## MATERIAL PROVIDED
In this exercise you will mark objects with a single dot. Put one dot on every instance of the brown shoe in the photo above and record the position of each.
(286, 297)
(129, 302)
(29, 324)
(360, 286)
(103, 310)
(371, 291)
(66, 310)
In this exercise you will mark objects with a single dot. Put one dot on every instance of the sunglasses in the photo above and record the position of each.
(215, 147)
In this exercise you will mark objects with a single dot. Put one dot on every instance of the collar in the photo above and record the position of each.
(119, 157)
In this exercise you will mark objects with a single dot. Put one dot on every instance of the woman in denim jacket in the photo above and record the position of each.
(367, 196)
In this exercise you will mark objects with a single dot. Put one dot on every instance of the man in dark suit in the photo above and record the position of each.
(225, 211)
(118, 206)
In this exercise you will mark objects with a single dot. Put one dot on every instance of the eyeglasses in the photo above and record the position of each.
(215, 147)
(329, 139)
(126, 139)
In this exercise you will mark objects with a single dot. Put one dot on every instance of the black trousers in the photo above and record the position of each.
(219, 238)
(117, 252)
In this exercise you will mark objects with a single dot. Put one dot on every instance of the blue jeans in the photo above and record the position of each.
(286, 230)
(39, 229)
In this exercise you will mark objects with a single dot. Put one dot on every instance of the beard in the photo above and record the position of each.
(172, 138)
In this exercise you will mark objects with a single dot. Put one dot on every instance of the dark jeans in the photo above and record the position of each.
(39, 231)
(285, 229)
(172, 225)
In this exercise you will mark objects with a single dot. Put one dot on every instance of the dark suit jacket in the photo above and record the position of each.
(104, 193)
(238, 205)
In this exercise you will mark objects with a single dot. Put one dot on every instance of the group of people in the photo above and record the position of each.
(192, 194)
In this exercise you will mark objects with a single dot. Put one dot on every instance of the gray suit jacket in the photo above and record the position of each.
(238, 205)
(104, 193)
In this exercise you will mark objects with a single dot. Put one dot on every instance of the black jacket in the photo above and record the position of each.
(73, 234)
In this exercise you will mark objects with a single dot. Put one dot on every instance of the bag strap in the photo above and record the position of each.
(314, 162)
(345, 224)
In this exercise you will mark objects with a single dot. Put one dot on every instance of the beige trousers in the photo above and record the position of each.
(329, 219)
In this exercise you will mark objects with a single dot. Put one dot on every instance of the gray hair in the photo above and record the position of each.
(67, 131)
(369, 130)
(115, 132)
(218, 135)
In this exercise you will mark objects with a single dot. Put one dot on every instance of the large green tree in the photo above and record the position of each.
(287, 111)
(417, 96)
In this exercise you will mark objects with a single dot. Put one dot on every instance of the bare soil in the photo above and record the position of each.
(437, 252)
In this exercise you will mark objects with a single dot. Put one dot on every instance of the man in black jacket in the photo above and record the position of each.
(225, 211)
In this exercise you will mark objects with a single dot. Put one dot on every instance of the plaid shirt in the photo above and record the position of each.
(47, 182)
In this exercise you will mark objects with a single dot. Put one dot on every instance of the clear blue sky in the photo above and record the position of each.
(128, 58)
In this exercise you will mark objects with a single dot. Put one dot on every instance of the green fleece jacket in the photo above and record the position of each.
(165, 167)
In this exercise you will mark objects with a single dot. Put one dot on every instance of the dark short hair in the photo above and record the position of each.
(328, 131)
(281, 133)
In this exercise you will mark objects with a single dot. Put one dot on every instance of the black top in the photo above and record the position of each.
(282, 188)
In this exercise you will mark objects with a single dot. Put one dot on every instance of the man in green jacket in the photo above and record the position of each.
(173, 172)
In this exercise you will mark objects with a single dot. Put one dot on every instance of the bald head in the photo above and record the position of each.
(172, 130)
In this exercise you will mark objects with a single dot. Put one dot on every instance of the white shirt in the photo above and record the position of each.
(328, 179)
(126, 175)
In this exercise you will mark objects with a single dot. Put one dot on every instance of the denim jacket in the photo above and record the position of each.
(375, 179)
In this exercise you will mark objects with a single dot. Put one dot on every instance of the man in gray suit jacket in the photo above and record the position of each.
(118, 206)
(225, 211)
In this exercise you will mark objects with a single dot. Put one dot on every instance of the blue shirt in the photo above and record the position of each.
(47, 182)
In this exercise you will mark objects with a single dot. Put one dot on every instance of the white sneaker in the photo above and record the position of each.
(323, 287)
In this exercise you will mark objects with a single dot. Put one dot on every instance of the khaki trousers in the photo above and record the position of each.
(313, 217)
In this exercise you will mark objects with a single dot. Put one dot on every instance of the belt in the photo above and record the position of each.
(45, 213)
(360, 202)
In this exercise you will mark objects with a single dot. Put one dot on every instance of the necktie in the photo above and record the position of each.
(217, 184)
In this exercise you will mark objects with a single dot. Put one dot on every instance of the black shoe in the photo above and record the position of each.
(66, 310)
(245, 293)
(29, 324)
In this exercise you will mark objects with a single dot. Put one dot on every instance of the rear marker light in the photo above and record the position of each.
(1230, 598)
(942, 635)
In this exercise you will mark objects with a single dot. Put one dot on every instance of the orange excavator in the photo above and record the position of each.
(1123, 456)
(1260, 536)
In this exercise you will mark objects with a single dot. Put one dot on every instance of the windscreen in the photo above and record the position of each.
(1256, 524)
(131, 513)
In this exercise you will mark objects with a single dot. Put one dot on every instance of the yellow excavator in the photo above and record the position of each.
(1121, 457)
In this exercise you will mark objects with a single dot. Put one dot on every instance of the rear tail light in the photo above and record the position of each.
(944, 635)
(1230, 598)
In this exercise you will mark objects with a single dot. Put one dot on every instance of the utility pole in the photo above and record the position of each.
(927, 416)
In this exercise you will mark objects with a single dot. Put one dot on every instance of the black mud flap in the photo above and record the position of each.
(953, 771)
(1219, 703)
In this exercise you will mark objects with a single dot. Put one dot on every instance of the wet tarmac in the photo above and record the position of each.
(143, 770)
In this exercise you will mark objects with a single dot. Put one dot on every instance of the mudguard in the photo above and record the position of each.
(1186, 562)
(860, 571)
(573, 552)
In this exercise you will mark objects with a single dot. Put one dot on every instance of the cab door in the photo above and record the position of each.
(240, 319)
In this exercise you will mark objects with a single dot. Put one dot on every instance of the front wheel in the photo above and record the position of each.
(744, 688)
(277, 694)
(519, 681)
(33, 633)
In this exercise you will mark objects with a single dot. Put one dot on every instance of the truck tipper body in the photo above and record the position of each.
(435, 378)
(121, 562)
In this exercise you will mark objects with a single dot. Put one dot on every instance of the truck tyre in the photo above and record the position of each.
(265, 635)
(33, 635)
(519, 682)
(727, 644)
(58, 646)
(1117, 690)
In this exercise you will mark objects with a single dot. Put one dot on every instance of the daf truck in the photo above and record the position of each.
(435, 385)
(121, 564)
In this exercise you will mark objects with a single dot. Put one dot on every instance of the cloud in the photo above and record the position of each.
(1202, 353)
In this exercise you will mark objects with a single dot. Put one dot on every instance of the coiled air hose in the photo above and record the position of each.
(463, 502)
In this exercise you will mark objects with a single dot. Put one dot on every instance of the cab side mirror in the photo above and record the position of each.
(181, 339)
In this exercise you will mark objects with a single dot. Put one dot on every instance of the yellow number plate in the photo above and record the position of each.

## WHAT TO PRODUCE
Exactly repeat the lines from the line that contains "the cab door" to the end of the entries, both included, and leave out all other lines.

## EXERCISE ANSWER
In this exercise you will mark objects with a single dot. Put one dot on every instance of the cab door in the photo above and record the position of each.
(240, 319)
In this exercise you will mark objects with a single dot. Put one dot on every instance of the front wheel in the photo above and record the position of each.
(744, 688)
(277, 694)
(519, 681)
(33, 633)
In this exercise you will mark objects with a single dot. Put one dot on every instance of the truck tipper body in the photo above and record the position of each.
(435, 378)
(121, 562)
In this exercise you will mark objects with a single dot. Put one dot on every instance of the truck tyre in the photo above and record the position of each.
(265, 635)
(33, 635)
(519, 682)
(727, 644)
(58, 646)
(1117, 690)
In this exercise you will mark objects with a single dot. Put one dot on every instance of the daf truck in the photo above and record the position of each.
(435, 385)
(121, 564)
In this exercise you will mark objects with a single dot. Put one dot on every instance of the cloud in the photo above and record the position of each.
(1202, 353)
In this exercise you will mark objects with a single dot. Put one dot on every instance of the coiled air hose in the photo above and record the position of each.
(463, 502)
In this exercise you will mark objects with a single dot. Put one dot on every instance of the cab side mirror in the photo above and record the position of each.
(181, 339)
In this exercise you will mark objects with a single dot. Put one dot on every instance of the yellow number plate in the photo above and record the position of each.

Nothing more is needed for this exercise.